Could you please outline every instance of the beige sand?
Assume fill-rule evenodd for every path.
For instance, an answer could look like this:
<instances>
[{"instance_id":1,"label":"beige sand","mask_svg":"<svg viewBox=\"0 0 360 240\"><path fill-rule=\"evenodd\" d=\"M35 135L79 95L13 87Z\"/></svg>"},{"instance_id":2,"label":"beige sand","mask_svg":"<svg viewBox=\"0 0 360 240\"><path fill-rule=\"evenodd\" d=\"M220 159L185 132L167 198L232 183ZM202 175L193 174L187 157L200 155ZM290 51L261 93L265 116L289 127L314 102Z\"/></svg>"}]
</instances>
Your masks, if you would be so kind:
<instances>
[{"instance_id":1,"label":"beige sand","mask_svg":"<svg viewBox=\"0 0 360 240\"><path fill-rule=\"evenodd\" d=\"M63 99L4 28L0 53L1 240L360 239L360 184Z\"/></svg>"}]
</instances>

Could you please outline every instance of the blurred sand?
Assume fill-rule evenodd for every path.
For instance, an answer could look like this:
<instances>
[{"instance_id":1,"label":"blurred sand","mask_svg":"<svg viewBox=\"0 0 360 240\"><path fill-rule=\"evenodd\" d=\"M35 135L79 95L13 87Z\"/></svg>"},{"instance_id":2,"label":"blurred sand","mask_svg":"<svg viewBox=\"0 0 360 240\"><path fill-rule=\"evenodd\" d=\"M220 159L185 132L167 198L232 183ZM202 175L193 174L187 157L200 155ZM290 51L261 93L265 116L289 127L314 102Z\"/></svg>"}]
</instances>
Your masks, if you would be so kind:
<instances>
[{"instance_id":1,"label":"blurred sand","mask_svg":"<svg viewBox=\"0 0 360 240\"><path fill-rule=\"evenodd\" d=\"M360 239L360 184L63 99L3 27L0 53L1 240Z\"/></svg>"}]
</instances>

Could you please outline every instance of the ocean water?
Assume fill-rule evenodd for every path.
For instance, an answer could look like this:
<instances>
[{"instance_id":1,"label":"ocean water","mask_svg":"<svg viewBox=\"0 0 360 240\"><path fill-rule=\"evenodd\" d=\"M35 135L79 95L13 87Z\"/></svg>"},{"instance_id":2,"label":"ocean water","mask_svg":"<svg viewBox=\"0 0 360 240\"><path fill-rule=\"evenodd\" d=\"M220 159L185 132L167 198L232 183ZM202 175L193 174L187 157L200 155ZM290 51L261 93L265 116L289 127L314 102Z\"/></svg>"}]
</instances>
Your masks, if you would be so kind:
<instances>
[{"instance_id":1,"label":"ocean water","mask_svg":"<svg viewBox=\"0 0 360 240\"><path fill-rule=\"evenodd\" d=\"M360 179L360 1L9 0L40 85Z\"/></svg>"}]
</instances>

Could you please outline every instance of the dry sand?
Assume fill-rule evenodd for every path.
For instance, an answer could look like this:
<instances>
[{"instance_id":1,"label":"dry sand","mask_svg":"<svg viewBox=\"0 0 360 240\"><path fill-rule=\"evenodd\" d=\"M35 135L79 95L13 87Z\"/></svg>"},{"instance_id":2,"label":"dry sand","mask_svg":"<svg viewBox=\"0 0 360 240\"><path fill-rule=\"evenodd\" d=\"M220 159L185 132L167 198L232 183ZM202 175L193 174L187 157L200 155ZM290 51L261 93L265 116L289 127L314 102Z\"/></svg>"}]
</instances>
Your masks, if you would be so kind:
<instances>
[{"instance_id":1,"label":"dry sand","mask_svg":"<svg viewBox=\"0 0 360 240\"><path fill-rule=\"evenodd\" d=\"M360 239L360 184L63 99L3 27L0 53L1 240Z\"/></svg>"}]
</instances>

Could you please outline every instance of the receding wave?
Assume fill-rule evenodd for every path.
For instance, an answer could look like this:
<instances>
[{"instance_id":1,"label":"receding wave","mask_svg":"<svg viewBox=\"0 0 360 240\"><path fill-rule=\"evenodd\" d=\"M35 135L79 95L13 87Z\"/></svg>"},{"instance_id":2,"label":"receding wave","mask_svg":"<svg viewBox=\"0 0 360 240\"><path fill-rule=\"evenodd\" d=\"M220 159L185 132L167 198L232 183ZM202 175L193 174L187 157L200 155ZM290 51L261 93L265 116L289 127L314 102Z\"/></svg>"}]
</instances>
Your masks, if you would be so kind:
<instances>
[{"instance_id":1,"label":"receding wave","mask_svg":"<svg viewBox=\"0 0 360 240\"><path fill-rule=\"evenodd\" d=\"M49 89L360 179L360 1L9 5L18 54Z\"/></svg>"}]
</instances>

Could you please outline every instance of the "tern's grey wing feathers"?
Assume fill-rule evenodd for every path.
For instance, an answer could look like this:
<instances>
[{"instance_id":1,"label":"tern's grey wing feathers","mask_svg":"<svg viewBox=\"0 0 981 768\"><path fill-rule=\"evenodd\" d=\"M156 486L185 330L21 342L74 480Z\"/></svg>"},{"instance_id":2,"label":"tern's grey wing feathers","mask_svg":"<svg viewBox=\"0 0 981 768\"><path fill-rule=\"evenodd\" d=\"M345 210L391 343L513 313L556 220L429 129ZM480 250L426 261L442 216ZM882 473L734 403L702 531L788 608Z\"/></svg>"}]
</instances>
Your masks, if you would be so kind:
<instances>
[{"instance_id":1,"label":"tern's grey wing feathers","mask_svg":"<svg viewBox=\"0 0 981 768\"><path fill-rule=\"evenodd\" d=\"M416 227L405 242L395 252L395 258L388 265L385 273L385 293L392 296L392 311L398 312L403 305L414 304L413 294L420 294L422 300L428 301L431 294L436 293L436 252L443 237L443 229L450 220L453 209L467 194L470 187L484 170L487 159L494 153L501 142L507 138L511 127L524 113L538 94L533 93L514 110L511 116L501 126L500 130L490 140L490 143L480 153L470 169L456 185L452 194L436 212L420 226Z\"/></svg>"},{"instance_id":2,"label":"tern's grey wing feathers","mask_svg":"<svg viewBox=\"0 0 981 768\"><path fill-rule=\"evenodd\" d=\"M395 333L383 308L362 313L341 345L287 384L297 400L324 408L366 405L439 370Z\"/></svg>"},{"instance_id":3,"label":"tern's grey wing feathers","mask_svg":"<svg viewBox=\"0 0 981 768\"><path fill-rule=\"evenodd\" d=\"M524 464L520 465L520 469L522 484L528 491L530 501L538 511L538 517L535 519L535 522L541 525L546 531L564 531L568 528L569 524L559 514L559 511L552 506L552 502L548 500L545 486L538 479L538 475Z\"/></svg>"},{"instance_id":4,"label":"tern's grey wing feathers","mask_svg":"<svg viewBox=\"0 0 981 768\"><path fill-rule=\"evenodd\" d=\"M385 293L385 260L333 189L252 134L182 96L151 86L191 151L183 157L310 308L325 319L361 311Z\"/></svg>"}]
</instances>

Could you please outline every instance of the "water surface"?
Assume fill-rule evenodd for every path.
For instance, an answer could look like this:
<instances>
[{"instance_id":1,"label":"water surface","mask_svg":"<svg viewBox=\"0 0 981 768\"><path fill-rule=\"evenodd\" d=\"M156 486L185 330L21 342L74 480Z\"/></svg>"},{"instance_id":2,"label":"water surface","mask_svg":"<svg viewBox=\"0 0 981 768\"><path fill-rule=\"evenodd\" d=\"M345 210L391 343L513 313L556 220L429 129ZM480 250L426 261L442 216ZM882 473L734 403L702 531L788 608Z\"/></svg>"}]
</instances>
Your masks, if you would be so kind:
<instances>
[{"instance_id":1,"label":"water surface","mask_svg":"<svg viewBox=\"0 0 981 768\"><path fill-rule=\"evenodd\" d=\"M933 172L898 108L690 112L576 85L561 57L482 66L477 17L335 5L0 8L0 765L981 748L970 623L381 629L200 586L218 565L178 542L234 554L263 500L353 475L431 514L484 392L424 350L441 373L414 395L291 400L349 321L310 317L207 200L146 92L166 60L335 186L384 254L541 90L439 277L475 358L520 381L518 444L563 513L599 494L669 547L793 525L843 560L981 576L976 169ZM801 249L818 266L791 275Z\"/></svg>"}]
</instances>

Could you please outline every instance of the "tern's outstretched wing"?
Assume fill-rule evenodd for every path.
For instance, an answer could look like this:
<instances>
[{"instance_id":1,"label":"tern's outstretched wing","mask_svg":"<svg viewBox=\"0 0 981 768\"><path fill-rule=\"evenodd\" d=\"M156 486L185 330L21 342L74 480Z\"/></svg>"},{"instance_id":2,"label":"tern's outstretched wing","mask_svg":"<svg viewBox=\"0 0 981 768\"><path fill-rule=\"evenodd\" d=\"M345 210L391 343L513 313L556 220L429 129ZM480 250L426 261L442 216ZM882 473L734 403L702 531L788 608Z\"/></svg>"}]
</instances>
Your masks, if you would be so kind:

==================================================

The lines to report are those in the material above that contain the word "outstretched"; copy every one of them.

Could you please outline every instance of the "tern's outstretched wing"?
[{"instance_id":1,"label":"tern's outstretched wing","mask_svg":"<svg viewBox=\"0 0 981 768\"><path fill-rule=\"evenodd\" d=\"M156 486L185 330L21 342L74 480Z\"/></svg>"},{"instance_id":2,"label":"tern's outstretched wing","mask_svg":"<svg viewBox=\"0 0 981 768\"><path fill-rule=\"evenodd\" d=\"M345 210L391 343L513 313L556 220L429 129ZM480 250L426 261L442 216ZM882 473L734 403L702 531L788 608Z\"/></svg>"}]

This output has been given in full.